Required task —
Continue the article about Terlingua, Texas, picking up after its final sentence.

Document extract —
>> Start

If you’re ready to bail out of America, the best little ghost town in Texas is waiting for you
They’re a motley collection of loners, back-to-the-landers, artists, and eccentrics, scattered around the Texas desert, dozens of miles in every direction—as far north as the upper boundaries of the Terlingua Ranch (a 200,000-acre rough-and-tumble development south of Alpine) and as far south as Redford. What holds them together as an unstructured but otherwise meaningful community is the capital of this misfit mecca, the town of Terlingua, once the most famous ghost town in the state. Terlingua was a hotbed of quicksilver mining until carpetbagging profiteers gave up the ghost in 1942. The rubble-strewn village now stoops drowsily upon a couple of square miles just to the north of Ranch Road 170, the thoroughfare to Mexico.
Terlingua is Texas’ last outpost for outcasts, for those maligned loners who fashion their own crude American dream in the anonymity of the desert. As one longtime Terlinguan, Paul Wiggins, puts it, “A lot of who and what we are can’t be explained by American mores. We’re just a neglected corner of America, outside of its infrastructure.” David Kaczynski, brother of Unabomber suspect Ted, lived here in the early ‘80s, in a pink shack a little bigger than an outhouse.
Here in Terlingua country, less is more. A one-room cabin without water and electricity fits right in, in a region where census takers have discovered people living in cars, caves, and shacks made of automobile tires. The only unwelcome guest is progress, though its trespasses are becoming more noticeable.
It was 10 years ago when I first got a glimpse of the leathery faces, snarled hair, and raggedy clothes of the fixtures who perched themselves on the porches of the Terlingua Trading Company and the Study Butte Store. They looked incalculable to a yuppie tourist passing through, though the very fact of their existence in the West Texas wasteland seemed ominous. As my appreciation for the desert’s brutal majesty grew, my fear of its inhabitants diminished, but only so much. The questions kept coming back: Why would people choose to live here? And what would happen to them if they did?

>> End

Given material —
>> Start

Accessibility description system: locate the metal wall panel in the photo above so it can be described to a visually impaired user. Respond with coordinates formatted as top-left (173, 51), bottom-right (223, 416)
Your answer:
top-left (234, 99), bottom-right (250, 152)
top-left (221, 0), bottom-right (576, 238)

>> End

The response —
The answers, if they can be found anywhere, lie in the weird communal fabric of Terlingua, where solitude is not solitary and the shared struggle for survival achieves the motley grace of a desert parade.
Collie Ryan sits outside her school-bus home, carefully painting a scene of the Rio Grande on the face of a hubcap. I apologize for having ignored the No Trespassing sign on the dirt path that leads to her refuge. With a reassuring smile, she says, “People know whether or not that sign applies to them.”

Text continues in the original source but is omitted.